**Your instructions**
Your answer is a number only: how many lines in the data below contain "point"?

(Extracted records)

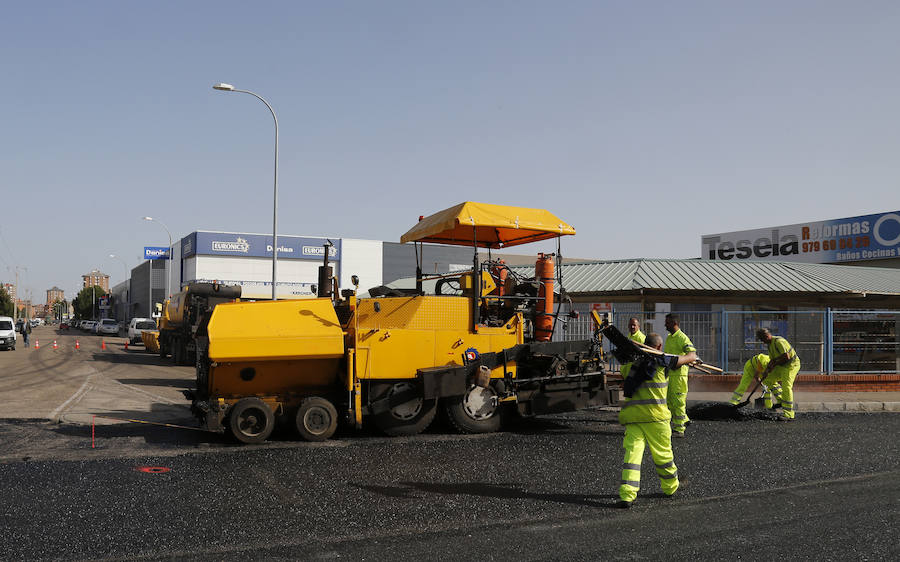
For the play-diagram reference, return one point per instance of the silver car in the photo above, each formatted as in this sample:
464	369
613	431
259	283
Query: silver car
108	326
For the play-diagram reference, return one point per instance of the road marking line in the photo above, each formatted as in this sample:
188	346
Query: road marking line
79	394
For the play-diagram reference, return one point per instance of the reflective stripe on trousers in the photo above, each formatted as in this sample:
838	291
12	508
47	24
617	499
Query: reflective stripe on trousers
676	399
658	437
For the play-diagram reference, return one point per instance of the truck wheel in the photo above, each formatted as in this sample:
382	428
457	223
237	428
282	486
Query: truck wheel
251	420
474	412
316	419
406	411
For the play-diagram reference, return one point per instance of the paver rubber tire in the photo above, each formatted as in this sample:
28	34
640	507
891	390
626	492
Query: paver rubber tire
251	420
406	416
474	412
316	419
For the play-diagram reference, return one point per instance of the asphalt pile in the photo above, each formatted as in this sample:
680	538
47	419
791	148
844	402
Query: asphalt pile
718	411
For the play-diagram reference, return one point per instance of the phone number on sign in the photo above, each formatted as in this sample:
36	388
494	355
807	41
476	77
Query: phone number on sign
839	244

---

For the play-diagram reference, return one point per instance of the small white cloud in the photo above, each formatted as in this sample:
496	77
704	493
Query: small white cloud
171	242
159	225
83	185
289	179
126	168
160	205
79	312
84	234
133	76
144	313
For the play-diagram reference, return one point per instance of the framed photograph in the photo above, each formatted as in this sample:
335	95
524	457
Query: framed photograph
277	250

**Output for this task**
9